EXERCISE INSTRUCTIONS
Collect every line of the entries below that contains the string "sofa", and reproduce each such line in full.

** start of PROVIDED DATA **

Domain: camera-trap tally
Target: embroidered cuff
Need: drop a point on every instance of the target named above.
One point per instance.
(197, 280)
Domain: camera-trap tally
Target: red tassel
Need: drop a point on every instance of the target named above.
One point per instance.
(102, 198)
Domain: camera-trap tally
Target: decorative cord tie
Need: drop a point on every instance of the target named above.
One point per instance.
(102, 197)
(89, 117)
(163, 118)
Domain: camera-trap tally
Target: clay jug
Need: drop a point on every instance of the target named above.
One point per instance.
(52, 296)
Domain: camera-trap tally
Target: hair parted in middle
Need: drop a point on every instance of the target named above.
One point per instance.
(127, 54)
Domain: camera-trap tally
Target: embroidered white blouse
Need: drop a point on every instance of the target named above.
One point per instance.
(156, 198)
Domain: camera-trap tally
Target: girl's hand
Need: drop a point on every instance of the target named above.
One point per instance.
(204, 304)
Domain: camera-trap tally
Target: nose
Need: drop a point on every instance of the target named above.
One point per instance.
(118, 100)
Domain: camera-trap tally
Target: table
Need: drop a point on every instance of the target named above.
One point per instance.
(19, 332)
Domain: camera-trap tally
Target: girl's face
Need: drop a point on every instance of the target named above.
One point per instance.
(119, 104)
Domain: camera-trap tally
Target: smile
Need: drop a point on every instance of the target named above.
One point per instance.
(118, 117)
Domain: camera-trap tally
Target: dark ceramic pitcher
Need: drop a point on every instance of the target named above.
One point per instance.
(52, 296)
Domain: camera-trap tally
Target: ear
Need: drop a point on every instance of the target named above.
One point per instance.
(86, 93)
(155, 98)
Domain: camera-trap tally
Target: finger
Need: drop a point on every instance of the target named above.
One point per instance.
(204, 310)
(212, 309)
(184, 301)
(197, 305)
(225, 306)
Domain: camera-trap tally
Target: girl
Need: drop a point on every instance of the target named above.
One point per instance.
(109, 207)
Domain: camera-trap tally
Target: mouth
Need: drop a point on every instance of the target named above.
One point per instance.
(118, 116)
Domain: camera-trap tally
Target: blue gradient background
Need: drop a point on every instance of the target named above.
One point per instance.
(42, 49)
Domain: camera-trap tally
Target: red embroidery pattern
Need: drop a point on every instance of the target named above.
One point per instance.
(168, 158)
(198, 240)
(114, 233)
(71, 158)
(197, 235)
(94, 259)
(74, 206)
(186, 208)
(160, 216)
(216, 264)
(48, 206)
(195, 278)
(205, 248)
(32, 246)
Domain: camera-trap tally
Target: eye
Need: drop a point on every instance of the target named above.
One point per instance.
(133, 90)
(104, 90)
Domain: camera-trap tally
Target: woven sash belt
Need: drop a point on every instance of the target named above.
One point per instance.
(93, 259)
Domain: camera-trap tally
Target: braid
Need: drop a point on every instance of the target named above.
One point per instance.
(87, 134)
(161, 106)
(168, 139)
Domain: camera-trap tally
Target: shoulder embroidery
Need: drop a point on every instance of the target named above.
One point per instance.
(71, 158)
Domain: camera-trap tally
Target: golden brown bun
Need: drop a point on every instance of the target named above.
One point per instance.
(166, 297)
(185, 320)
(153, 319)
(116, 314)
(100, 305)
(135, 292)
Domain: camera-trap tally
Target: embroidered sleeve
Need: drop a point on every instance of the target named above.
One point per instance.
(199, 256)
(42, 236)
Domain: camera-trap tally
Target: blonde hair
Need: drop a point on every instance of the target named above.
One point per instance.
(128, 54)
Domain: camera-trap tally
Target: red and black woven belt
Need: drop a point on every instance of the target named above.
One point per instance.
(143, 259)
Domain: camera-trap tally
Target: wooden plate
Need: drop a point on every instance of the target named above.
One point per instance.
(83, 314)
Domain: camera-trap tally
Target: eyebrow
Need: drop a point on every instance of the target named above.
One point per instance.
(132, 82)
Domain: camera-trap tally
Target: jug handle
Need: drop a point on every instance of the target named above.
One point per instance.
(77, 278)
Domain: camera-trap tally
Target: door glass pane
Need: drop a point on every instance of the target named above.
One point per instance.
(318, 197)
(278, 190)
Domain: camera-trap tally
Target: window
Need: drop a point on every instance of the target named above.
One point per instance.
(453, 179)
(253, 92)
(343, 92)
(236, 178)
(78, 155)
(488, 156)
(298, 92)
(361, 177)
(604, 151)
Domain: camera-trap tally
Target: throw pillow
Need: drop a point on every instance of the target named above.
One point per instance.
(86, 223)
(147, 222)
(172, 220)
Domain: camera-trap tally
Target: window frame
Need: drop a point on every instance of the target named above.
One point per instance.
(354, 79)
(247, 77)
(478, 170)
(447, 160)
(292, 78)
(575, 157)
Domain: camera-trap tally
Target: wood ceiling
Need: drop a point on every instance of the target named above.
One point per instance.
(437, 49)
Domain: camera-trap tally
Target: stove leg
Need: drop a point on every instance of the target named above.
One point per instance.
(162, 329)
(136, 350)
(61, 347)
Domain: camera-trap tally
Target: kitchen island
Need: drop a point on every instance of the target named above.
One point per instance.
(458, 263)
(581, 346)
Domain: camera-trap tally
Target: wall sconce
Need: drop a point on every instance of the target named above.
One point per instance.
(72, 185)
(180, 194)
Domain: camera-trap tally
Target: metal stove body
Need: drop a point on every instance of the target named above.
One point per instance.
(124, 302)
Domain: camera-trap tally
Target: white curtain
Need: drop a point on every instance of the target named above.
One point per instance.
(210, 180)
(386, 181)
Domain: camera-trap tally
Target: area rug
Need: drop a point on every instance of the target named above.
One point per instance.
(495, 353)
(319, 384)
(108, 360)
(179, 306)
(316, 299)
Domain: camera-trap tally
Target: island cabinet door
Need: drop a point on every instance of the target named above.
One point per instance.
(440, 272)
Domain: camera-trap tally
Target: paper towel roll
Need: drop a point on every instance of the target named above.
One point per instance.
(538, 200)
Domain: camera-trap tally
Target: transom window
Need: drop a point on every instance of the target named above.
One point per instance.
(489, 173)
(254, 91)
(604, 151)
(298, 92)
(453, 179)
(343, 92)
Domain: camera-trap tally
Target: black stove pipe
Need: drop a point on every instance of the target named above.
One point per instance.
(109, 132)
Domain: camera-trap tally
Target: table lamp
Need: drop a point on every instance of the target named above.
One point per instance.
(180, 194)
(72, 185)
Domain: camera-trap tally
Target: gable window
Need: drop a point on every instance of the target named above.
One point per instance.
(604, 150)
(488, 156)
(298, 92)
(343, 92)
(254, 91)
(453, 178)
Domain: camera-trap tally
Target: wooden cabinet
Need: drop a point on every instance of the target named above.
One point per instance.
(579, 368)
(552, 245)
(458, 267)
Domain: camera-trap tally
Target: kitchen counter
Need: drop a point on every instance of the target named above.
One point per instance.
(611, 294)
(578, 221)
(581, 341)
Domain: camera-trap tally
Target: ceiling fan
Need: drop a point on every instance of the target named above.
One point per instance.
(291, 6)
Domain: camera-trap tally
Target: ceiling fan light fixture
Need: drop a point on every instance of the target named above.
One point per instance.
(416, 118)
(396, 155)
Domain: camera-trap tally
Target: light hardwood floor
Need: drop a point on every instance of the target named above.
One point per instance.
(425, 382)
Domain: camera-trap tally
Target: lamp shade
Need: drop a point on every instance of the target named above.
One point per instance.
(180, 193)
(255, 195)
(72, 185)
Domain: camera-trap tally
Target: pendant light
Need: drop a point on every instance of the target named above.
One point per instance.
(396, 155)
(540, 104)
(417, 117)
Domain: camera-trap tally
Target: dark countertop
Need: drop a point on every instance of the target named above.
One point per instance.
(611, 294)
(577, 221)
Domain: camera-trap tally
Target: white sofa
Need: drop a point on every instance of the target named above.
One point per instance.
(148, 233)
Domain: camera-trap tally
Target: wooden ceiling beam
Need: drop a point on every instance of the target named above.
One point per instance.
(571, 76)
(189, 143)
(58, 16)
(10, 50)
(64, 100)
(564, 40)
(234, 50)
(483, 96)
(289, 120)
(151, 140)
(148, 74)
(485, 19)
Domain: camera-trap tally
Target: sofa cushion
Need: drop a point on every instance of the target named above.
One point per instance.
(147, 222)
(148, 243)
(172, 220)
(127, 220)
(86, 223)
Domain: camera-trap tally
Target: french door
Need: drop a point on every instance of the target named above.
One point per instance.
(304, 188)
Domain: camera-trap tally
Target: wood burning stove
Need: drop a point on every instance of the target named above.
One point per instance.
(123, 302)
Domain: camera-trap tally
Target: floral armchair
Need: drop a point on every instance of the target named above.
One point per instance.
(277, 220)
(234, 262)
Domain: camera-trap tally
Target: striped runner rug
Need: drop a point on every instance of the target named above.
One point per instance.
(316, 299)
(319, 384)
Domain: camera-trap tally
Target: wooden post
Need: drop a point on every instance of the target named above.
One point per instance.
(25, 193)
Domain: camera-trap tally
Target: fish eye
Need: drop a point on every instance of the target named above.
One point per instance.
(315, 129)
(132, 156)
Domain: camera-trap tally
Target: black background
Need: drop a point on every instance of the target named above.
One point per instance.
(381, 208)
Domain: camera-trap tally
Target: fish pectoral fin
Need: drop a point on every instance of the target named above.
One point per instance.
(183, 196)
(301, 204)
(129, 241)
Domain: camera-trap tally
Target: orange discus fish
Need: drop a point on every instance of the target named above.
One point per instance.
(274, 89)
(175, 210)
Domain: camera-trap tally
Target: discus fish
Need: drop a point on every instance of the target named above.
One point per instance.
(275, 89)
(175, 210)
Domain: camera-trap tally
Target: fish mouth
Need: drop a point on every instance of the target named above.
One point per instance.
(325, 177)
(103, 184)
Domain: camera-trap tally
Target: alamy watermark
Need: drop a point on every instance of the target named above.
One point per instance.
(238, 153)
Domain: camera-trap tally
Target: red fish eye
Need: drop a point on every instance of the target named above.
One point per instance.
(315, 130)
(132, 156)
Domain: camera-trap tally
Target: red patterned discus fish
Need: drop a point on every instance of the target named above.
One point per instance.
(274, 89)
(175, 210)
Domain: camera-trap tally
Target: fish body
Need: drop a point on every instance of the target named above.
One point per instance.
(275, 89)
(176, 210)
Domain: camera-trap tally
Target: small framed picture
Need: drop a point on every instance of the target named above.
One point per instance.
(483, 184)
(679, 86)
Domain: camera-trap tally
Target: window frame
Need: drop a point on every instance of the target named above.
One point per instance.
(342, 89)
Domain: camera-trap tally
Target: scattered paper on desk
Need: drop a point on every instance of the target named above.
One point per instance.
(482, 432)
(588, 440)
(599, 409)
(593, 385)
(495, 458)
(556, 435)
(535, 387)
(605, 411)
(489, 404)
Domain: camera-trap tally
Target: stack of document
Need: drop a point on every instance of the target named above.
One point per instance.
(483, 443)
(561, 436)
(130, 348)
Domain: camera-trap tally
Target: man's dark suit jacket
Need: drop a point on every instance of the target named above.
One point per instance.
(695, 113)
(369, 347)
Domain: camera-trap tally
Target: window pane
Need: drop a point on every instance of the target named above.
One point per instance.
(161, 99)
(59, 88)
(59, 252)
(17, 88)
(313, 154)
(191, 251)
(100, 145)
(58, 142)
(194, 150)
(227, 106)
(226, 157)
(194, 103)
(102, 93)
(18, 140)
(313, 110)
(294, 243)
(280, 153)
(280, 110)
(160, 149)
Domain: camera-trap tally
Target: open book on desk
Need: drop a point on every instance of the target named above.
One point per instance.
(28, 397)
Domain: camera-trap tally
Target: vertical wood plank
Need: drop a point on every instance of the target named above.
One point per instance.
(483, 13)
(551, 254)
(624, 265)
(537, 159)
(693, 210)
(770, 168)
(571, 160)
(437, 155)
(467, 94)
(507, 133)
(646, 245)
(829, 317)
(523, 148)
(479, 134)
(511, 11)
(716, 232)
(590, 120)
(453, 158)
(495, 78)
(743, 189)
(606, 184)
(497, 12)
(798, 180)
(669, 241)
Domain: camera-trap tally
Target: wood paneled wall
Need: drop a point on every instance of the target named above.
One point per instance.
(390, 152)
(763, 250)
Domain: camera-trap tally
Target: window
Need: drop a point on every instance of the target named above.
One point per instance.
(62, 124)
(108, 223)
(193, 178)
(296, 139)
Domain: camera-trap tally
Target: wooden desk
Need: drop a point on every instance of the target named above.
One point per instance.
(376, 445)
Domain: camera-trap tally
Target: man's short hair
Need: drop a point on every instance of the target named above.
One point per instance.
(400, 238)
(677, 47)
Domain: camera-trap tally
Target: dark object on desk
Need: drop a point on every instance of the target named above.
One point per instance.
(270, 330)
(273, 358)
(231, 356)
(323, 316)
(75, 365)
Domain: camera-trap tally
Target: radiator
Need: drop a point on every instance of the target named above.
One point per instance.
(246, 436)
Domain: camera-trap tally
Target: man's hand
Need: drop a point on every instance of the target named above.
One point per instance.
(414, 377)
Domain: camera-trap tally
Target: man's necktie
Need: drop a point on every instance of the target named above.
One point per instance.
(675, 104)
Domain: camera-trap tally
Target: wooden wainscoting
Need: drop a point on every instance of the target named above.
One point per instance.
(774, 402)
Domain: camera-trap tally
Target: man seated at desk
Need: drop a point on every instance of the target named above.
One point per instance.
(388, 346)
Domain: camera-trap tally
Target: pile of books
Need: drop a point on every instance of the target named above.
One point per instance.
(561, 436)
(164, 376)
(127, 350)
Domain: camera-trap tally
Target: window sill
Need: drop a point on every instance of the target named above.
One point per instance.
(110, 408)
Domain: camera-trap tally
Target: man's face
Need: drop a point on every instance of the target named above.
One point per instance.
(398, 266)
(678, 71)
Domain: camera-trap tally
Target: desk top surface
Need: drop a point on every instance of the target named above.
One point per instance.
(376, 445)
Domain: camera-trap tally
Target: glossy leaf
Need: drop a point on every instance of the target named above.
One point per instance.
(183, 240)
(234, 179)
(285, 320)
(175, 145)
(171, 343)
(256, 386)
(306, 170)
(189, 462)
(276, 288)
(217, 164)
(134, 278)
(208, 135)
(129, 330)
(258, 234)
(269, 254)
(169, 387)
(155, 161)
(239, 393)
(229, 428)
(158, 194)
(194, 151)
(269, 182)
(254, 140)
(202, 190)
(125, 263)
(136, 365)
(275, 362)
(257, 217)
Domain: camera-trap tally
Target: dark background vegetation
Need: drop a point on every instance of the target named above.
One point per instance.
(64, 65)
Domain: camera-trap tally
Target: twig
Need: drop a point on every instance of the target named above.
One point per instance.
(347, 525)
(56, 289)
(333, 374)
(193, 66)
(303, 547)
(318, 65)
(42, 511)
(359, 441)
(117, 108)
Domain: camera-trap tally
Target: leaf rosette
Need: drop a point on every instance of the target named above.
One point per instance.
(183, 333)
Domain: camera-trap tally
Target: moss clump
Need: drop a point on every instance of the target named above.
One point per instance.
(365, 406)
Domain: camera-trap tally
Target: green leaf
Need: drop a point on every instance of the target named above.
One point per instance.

** end of PROVIDED DATA **

PROBLEM SOLUTION
Target: white sofa
Target: sofa cushion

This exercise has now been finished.